### Input data ###
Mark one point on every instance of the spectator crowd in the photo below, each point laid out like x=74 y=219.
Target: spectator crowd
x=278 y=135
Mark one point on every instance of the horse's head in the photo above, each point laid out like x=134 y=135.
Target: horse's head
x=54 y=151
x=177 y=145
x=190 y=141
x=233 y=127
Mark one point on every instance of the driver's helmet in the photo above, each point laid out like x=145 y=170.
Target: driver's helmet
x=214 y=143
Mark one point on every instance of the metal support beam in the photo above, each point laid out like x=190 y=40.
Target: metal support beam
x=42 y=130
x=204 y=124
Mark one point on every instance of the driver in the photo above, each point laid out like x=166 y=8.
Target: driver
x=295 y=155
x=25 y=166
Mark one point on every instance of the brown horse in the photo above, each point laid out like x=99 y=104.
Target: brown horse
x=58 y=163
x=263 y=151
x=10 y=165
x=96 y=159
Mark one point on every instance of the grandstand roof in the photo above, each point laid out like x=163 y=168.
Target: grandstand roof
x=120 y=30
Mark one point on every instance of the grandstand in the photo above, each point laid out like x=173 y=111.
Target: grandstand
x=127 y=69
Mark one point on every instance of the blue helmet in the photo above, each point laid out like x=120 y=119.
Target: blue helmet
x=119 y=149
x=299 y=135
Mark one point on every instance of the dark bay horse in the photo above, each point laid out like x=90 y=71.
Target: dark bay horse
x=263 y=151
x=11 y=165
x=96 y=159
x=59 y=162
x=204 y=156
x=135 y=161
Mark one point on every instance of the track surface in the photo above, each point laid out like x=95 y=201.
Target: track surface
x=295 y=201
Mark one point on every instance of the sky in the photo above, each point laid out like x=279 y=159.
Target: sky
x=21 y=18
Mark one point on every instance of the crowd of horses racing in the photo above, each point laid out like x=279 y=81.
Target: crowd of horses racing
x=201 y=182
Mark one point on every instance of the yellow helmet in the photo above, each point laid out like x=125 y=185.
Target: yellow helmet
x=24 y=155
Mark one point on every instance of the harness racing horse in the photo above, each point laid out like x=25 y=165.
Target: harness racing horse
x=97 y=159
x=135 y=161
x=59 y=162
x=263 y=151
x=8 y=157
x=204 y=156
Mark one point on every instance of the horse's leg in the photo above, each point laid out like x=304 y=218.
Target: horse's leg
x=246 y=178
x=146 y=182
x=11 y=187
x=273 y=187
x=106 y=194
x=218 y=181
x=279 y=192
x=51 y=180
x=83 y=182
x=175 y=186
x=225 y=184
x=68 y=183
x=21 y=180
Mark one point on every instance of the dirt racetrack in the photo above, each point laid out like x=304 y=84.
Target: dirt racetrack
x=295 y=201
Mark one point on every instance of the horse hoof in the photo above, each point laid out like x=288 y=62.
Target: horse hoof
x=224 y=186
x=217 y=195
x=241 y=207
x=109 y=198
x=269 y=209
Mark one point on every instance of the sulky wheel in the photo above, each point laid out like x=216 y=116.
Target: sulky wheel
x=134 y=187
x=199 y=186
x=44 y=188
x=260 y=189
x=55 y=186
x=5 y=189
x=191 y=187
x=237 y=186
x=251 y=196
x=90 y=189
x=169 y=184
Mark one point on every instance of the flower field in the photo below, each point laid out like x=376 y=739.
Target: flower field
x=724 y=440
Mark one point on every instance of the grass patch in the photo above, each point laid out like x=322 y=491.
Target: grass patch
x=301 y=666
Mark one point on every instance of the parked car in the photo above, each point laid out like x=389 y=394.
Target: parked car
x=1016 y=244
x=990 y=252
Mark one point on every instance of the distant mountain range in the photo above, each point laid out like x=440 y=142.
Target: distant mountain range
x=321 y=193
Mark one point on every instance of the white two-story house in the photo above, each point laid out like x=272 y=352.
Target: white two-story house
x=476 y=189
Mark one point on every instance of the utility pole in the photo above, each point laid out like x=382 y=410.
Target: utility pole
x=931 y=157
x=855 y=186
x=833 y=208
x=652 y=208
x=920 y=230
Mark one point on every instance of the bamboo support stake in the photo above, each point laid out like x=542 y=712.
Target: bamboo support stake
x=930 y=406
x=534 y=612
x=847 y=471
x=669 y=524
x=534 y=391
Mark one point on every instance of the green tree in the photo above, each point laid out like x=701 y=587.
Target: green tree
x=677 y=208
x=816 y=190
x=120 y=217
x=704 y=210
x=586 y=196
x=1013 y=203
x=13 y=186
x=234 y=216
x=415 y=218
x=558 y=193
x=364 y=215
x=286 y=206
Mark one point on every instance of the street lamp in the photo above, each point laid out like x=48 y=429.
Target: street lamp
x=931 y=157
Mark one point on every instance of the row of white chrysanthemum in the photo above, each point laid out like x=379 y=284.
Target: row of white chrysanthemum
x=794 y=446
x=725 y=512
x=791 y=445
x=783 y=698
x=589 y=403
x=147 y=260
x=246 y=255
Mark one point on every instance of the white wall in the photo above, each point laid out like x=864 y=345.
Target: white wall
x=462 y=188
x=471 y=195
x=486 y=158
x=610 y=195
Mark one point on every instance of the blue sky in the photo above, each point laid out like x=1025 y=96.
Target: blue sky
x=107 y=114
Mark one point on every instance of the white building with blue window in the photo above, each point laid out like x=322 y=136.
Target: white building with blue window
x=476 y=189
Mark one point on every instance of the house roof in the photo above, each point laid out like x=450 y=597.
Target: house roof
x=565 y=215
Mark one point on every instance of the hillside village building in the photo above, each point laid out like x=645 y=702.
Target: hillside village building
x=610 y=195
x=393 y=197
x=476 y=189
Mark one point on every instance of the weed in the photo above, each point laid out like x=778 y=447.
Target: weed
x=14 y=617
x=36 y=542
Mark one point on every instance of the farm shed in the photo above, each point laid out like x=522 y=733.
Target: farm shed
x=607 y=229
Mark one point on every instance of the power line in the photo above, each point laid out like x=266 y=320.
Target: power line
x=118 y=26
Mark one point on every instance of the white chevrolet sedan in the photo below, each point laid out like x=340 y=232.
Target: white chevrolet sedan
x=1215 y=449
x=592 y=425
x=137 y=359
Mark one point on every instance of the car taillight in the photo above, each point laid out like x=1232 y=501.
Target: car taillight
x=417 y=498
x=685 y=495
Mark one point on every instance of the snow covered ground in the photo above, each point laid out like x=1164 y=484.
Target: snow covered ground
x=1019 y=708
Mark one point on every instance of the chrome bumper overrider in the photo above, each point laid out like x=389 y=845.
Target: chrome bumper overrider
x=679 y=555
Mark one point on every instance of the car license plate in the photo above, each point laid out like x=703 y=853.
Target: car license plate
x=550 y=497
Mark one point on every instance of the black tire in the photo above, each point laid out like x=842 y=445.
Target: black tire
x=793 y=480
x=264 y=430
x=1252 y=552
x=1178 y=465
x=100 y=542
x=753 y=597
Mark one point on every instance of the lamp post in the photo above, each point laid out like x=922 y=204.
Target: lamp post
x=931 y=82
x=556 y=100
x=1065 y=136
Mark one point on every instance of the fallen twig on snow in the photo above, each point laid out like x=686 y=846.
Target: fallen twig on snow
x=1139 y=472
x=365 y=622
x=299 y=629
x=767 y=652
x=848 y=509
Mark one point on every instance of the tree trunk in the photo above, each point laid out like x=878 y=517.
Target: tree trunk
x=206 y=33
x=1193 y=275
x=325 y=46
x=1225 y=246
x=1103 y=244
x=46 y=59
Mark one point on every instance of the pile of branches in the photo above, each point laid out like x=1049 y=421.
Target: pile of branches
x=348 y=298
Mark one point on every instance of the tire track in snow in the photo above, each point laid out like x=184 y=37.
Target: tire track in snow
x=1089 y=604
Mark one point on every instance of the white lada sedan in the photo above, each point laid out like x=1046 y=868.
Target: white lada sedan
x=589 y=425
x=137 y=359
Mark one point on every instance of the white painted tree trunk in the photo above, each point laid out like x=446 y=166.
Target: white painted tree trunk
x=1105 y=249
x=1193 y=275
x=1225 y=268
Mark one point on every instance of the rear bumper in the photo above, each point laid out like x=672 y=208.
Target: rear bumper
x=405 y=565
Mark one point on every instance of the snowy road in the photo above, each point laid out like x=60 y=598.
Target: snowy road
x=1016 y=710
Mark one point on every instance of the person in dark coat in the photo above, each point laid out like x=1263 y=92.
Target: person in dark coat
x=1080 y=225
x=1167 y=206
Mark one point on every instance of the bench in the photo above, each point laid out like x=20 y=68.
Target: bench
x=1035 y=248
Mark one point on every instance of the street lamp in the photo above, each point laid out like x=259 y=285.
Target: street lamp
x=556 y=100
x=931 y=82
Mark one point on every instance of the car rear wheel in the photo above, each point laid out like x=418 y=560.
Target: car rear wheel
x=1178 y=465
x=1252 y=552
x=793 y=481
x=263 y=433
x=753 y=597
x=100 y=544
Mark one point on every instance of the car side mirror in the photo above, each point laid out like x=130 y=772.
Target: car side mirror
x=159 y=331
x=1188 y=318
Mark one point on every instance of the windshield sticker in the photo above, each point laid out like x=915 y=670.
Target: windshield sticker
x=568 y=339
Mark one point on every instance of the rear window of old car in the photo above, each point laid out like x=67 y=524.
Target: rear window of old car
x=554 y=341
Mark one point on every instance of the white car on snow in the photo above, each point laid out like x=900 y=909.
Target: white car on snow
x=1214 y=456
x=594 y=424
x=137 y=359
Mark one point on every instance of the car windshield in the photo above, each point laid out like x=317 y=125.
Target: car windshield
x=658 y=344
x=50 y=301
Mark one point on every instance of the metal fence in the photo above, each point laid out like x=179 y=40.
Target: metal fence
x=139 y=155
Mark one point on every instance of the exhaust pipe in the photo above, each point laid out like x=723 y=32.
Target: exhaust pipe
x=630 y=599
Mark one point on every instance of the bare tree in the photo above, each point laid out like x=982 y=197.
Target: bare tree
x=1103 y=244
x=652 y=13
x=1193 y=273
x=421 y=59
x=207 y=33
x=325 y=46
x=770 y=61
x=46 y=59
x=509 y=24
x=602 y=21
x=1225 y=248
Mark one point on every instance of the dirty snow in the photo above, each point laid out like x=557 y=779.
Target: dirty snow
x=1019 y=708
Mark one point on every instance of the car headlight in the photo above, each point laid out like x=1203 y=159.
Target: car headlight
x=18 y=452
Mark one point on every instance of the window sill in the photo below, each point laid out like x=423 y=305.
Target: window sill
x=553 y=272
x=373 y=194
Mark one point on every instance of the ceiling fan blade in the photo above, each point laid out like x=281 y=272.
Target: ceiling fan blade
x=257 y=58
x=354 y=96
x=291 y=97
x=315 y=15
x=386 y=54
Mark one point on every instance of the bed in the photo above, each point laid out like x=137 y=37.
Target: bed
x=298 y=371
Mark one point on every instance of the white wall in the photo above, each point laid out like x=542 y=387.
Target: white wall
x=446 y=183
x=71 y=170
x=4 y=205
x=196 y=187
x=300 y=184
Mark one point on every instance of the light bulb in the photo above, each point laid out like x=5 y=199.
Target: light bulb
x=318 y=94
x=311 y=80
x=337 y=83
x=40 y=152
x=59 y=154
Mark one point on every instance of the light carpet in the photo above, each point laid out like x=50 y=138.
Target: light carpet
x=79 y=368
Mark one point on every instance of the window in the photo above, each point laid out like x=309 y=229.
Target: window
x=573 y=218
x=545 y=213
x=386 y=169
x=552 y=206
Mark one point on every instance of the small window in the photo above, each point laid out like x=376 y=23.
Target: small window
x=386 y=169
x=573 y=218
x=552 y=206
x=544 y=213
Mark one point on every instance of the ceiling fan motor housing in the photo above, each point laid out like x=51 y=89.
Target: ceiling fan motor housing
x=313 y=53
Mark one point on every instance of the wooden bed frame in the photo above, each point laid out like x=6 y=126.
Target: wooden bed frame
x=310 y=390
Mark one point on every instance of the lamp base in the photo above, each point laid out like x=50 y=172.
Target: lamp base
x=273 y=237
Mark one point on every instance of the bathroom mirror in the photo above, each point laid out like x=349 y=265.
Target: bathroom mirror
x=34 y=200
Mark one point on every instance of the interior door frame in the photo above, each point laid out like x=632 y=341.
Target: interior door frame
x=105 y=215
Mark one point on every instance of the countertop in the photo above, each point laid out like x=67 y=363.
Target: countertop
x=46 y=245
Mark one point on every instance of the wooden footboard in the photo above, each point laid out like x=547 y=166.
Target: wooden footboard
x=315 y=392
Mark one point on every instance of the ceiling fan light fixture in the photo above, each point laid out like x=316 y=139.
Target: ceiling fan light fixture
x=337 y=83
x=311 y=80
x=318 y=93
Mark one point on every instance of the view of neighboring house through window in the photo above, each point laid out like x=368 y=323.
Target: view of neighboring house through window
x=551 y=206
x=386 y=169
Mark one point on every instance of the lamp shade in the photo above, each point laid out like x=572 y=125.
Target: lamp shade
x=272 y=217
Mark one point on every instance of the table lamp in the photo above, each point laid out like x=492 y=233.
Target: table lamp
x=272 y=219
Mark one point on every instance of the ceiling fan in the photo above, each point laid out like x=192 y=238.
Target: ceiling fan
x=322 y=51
###
* Directions *
The requested lines run from the one with "Target: table lamp" through the last line of the records. Return them exactly.

* Written solution *
Target: table lamp
x=272 y=219
Mark one point on every instance of the ceiling fan in the photo above, each point laid out like x=192 y=238.
Target: ceiling fan
x=322 y=51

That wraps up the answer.